▸ The input:

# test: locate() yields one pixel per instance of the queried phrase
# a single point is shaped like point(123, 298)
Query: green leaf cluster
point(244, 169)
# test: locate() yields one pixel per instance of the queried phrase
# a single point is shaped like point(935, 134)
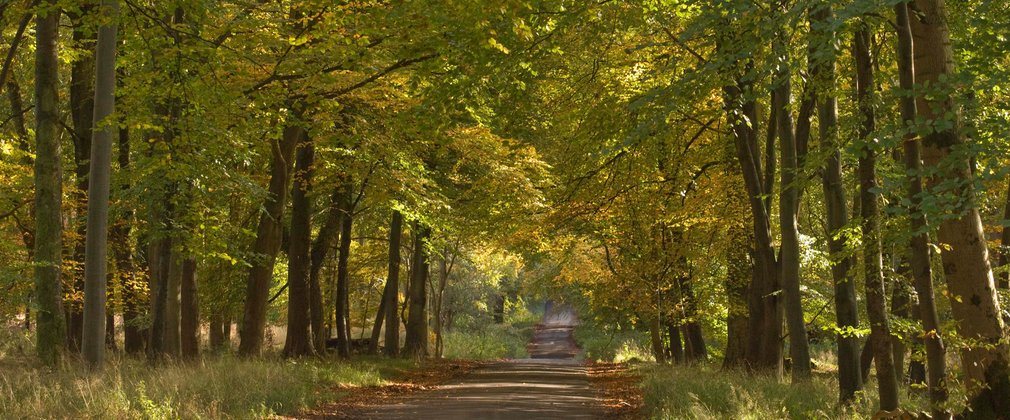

▸ What is expected:
Could you output every line of the material above verbatim, leaving out the pictures?

▸ Task response:
# test: locate() yields one pixel per instance of the queried phrase
# a single point is shaped like point(123, 298)
Query: green leaf cluster
point(244, 169)
# test: locate() yields one pixel per instance of the queried phrase
# a single point is shaped like point(935, 134)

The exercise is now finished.